• **Information supplied**
◆ ◆ ◆ ◆ ◆ ◆ ◆

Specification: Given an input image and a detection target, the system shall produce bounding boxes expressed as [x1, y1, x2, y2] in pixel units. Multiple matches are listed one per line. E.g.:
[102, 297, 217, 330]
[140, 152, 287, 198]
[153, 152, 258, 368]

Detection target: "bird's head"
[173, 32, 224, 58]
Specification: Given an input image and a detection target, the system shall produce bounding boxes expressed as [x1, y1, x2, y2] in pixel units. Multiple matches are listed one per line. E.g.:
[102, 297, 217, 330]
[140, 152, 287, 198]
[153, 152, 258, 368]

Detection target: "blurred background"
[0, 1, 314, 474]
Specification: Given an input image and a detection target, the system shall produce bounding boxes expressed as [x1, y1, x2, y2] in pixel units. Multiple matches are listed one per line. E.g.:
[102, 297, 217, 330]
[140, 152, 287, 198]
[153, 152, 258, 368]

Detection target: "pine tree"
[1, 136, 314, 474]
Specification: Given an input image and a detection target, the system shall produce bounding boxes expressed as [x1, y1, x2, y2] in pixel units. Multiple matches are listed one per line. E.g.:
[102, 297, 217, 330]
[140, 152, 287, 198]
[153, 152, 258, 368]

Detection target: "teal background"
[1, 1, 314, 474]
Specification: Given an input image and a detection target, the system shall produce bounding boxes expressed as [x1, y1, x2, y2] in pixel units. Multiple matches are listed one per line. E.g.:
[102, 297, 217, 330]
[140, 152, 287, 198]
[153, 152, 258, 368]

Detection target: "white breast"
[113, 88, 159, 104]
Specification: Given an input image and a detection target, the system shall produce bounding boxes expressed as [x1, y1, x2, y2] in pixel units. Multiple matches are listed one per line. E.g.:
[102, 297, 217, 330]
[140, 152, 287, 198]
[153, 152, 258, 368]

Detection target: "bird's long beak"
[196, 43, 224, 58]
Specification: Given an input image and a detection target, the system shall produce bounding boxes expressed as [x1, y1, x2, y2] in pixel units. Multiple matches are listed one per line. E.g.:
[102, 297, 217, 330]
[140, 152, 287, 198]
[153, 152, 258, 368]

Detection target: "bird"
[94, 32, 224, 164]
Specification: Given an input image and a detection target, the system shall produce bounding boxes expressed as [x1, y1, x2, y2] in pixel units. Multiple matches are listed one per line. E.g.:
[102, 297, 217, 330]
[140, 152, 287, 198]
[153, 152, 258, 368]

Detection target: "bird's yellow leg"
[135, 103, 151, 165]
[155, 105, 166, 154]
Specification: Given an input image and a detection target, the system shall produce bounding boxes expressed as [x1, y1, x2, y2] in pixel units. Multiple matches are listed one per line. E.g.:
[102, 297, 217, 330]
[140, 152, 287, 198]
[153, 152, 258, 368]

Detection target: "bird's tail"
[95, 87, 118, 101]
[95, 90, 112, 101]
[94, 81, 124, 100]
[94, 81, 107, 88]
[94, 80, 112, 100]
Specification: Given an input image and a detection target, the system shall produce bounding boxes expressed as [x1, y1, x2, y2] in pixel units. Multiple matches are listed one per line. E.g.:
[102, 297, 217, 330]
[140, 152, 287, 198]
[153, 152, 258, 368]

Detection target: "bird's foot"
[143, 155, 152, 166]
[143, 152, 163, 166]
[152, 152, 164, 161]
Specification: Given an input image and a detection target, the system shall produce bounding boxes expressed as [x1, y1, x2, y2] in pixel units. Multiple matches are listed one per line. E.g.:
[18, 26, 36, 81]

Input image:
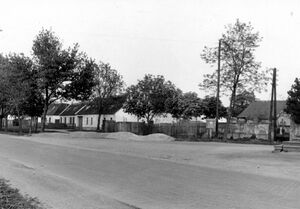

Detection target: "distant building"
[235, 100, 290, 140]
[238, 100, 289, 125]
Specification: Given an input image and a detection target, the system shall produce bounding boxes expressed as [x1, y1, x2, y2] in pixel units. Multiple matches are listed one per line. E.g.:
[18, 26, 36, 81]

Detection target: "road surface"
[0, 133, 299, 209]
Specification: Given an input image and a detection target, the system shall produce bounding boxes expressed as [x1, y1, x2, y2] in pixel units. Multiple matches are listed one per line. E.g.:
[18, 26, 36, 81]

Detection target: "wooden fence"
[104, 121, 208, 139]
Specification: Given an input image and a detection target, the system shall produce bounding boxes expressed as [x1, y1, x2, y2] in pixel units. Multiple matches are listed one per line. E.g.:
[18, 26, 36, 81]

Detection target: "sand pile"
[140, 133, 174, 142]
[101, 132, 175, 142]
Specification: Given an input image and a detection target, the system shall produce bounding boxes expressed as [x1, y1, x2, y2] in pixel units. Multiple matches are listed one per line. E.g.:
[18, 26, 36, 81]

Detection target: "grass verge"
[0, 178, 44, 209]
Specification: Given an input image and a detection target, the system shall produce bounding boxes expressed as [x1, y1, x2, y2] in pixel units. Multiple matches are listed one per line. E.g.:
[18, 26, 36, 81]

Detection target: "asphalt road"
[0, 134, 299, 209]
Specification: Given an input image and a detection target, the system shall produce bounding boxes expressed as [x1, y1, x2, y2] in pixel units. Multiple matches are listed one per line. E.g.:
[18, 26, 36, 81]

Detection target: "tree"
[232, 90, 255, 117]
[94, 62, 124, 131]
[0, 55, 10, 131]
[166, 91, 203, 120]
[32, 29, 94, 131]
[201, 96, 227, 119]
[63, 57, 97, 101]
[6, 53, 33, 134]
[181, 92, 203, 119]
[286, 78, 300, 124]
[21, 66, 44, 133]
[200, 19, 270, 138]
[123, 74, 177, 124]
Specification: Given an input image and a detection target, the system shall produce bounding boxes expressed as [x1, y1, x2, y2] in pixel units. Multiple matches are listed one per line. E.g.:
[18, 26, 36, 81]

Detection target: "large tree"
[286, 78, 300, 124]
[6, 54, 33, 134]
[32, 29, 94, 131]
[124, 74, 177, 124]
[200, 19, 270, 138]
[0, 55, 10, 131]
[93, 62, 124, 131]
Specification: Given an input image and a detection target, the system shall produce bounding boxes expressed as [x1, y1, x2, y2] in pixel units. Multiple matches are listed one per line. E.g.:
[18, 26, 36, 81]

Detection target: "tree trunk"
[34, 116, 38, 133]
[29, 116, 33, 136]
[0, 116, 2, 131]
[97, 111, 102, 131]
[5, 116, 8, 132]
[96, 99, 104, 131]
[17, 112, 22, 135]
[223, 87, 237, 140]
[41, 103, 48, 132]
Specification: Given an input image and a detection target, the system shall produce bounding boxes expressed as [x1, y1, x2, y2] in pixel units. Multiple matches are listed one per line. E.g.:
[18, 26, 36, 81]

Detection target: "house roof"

◆ ◆ ◆ ◆ ◆ ◆ ◆

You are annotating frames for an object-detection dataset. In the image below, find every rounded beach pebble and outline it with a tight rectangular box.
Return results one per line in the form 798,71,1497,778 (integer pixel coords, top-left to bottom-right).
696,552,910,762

◆ ◆ ◆ ◆ ◆ ◆ ◆

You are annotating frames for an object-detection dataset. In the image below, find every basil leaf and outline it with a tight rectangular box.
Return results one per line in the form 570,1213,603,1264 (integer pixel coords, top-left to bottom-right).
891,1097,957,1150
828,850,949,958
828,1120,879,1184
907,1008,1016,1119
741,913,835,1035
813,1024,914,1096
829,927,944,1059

◆ ◆ ◆ ◆ ◆ ◆ ◆

Search the material above for the string "dataset", and copy every line in which it turns up.

• **Solution to this exercise**
You are annotating frames for an object-detection dataset. In the image below, find every rounded beach pebble and outline it with a tight rectangular box.
You are annotating frames for an object-detection dataset. In the image below, find every basil leaf and outline it with a tight rectangular box.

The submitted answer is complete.